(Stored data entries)
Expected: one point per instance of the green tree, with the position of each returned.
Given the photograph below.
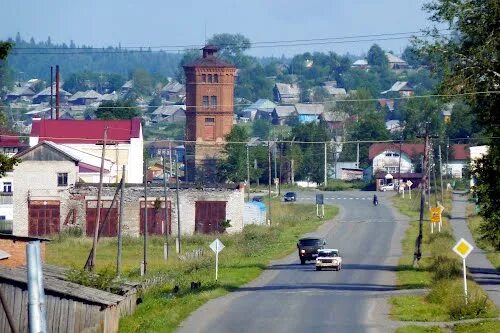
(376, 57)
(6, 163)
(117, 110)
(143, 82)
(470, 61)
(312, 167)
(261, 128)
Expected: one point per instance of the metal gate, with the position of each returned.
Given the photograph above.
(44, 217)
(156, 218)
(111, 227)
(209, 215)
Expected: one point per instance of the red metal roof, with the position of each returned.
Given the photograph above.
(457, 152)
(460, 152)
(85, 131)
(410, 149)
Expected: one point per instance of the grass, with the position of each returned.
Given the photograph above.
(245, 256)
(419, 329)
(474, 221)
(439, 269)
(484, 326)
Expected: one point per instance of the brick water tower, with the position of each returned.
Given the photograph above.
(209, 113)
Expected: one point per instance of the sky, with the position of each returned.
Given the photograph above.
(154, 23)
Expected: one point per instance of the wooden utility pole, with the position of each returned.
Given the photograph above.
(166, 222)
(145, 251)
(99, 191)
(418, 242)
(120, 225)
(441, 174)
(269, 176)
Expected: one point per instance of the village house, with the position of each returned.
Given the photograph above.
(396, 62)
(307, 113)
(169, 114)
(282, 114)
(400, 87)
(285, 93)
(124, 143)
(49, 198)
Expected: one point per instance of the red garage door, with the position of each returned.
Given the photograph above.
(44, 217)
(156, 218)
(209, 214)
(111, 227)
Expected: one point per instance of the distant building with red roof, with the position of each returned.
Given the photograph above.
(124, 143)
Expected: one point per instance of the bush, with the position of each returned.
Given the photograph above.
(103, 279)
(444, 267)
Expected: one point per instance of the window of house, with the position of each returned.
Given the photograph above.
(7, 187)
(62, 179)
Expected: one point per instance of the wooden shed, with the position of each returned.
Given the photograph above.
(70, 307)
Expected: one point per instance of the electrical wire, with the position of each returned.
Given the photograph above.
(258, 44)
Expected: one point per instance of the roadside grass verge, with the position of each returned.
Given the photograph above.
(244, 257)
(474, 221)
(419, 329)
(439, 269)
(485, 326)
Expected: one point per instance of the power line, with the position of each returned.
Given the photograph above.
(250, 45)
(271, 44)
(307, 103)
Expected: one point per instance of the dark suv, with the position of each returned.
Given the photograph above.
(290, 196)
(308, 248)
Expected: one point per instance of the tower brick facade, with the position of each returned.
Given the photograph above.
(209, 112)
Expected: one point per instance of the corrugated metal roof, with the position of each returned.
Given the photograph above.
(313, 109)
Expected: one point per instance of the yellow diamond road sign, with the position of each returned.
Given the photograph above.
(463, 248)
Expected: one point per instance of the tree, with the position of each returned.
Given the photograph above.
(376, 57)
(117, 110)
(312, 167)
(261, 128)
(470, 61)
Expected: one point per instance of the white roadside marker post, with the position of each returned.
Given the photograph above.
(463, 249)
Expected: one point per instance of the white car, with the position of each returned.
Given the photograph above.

...

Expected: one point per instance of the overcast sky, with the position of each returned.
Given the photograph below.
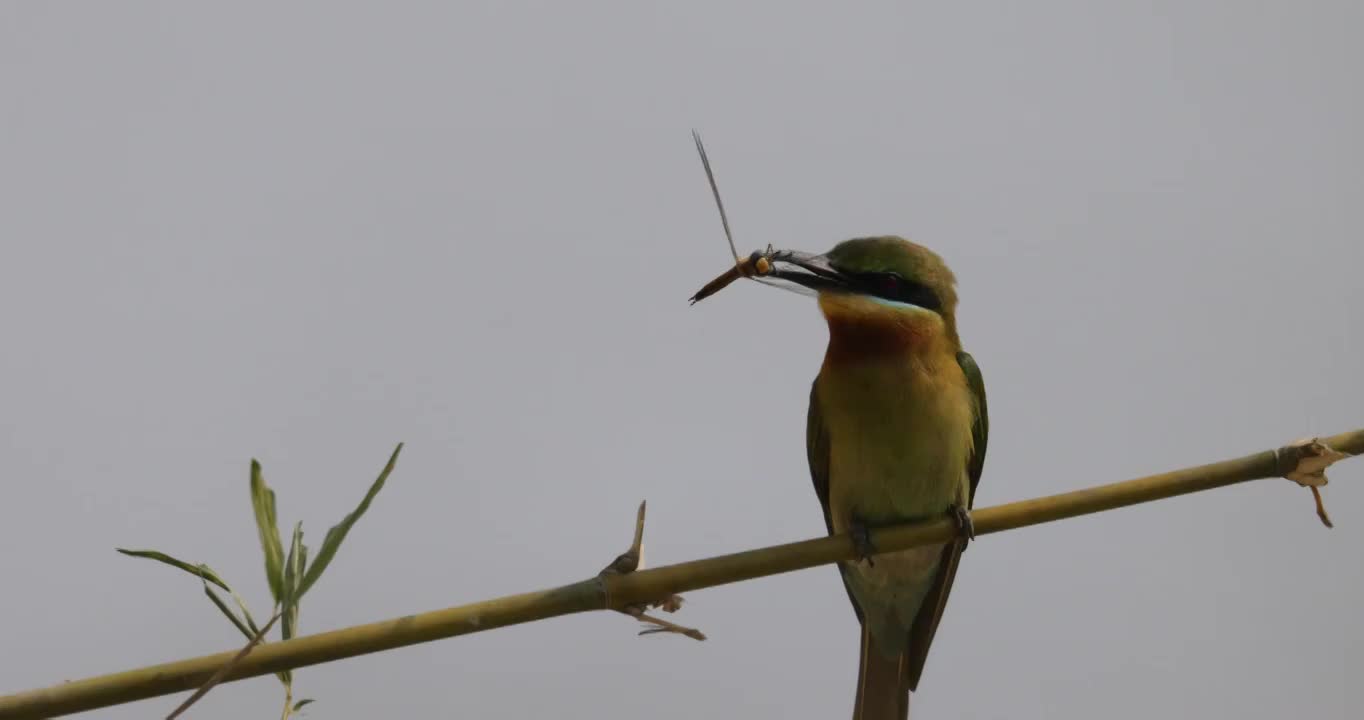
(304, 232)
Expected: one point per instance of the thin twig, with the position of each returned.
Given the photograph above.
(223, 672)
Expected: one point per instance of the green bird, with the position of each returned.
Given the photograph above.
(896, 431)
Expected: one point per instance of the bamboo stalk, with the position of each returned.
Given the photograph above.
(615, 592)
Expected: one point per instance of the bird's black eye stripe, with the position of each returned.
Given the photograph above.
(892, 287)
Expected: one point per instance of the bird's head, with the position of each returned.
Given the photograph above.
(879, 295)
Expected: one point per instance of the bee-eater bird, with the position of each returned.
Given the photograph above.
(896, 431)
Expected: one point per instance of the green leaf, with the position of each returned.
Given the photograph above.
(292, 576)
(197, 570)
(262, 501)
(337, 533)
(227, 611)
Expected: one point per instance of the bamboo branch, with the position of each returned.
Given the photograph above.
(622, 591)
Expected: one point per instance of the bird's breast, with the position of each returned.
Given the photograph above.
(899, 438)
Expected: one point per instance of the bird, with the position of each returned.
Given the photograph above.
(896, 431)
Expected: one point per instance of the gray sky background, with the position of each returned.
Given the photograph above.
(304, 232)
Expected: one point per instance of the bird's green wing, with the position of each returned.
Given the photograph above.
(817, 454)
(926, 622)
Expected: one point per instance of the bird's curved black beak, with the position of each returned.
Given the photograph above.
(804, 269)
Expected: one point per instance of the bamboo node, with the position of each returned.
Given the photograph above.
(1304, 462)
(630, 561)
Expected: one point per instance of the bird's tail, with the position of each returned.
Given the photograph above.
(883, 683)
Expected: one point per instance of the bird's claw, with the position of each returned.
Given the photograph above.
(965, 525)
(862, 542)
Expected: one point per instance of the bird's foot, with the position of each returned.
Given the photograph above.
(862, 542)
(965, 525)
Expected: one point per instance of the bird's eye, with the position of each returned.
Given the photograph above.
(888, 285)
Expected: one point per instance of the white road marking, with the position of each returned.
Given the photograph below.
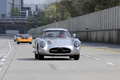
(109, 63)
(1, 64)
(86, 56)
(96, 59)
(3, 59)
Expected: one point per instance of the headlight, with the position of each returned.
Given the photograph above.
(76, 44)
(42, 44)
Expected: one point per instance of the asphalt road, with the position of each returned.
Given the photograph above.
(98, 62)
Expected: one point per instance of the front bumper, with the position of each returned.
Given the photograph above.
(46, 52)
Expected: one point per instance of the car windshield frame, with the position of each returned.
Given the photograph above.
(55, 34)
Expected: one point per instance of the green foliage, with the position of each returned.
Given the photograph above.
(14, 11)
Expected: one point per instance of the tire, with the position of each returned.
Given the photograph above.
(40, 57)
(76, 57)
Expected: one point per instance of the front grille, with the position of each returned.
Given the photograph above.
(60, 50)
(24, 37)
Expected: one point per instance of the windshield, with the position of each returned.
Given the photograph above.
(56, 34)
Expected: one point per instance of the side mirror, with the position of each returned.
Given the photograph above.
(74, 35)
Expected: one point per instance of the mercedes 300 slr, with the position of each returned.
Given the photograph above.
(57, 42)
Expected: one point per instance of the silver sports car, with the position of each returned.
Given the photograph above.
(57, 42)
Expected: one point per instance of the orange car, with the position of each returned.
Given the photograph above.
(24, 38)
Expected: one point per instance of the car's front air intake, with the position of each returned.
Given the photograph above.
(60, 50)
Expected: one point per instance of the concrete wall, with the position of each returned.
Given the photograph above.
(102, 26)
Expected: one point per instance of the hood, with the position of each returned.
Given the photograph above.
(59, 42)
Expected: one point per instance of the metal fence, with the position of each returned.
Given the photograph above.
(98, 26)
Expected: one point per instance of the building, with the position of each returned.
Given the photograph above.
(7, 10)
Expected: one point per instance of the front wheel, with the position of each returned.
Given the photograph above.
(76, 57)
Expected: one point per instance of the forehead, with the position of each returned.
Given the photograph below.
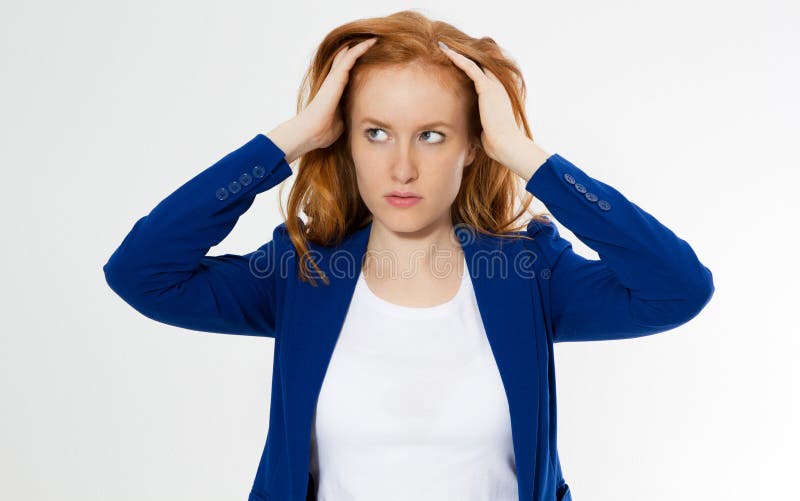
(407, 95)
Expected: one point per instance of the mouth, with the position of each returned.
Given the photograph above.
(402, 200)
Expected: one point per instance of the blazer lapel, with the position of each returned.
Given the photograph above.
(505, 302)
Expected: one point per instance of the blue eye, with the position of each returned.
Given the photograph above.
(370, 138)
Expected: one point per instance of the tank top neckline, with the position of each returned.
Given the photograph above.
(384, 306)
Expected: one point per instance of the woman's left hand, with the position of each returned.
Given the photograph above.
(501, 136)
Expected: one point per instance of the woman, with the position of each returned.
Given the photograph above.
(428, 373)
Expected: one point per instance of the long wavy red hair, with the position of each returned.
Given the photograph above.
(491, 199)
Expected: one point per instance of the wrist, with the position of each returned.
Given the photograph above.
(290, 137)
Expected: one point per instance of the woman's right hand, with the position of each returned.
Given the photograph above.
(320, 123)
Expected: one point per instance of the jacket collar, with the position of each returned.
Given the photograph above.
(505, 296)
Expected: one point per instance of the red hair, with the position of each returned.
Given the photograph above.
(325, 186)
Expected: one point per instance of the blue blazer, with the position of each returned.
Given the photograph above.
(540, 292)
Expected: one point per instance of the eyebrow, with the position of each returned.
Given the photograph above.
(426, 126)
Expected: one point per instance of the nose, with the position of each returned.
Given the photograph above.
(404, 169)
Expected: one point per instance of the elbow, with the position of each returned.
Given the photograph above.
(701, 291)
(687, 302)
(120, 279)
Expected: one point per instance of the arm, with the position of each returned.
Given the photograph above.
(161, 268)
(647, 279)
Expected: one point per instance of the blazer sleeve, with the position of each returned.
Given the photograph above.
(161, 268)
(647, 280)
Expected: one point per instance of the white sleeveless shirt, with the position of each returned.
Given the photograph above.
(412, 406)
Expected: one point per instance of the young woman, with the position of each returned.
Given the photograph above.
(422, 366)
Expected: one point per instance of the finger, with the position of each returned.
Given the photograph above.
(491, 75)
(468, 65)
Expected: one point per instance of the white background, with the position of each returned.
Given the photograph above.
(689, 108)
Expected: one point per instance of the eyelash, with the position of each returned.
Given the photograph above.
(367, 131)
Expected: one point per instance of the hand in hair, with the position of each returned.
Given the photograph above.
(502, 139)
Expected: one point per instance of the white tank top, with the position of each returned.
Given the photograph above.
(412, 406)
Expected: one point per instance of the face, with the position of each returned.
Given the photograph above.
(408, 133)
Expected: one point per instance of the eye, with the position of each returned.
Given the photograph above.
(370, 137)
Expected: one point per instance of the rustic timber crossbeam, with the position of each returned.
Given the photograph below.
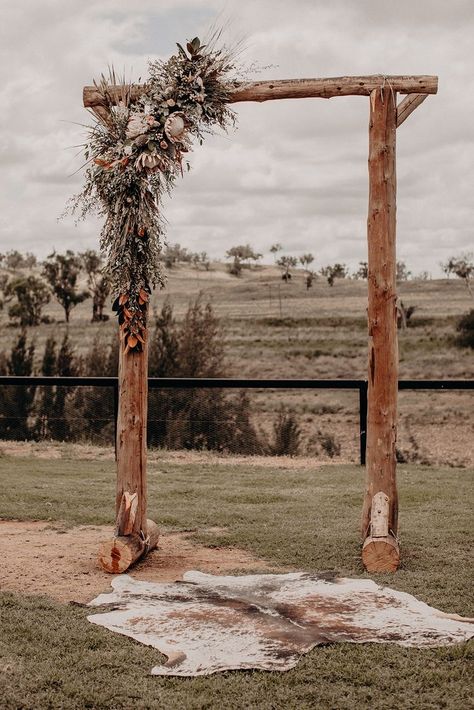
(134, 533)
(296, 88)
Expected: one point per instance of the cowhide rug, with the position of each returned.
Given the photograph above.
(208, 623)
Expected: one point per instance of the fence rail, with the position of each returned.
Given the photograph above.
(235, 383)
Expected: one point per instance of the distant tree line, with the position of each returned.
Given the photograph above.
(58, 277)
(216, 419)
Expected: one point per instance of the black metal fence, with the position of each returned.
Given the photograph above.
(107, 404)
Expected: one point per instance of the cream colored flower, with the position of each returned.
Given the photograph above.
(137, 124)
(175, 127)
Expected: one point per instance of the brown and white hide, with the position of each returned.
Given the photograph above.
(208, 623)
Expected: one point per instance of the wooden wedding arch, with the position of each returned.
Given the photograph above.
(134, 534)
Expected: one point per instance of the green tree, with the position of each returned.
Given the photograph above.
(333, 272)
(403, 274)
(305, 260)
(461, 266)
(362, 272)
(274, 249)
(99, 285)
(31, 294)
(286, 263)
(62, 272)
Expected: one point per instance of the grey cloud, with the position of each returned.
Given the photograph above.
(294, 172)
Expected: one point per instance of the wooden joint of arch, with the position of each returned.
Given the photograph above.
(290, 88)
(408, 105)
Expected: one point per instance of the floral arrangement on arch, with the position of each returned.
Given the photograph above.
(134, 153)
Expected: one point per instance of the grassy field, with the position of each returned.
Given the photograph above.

▸ Work request
Each line above that contains the word "tower" should be copied.

▸ Task response
Expected: one point per instance of the brick water tower, with the position of each returned.
Expected: one point per instance of the tower brick facade, with the position of each returned.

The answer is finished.